## Material provided

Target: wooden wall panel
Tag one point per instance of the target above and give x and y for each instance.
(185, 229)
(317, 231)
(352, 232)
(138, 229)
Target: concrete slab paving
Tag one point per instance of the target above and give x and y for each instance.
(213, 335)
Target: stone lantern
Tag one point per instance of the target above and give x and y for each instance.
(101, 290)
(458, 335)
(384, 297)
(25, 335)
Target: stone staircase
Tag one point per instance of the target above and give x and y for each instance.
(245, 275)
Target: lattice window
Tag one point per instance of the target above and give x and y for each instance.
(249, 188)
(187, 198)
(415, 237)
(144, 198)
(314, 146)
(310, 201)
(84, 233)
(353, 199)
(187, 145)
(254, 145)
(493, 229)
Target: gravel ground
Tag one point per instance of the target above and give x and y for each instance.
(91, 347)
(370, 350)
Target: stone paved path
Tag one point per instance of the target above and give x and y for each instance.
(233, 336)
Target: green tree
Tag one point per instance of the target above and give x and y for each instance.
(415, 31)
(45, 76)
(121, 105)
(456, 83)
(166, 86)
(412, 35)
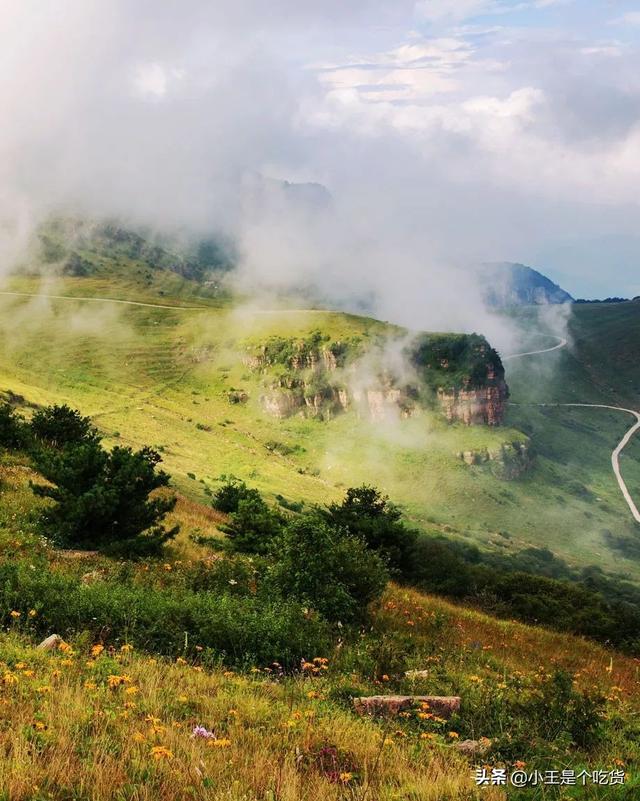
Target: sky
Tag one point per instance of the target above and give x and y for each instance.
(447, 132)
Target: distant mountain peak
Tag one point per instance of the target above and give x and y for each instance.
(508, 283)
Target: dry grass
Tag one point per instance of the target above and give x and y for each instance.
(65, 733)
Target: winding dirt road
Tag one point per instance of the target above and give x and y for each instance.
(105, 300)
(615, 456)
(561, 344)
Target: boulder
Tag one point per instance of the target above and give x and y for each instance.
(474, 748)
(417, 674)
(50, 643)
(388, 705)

...

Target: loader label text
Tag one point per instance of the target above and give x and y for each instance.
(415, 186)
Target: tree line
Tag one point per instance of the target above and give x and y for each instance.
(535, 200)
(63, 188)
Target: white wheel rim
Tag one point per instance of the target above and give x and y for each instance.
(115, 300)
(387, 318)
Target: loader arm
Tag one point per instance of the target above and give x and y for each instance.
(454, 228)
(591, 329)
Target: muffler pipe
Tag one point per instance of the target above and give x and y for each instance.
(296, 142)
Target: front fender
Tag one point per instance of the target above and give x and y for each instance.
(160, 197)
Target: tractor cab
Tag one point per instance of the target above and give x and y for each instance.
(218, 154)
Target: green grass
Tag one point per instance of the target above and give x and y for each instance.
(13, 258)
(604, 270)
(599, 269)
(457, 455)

## What you will do
Among the lines of the material, find those that hold the word "loader" and copy them.

## Output of the exercise
Target: loader label text
Target: loader arm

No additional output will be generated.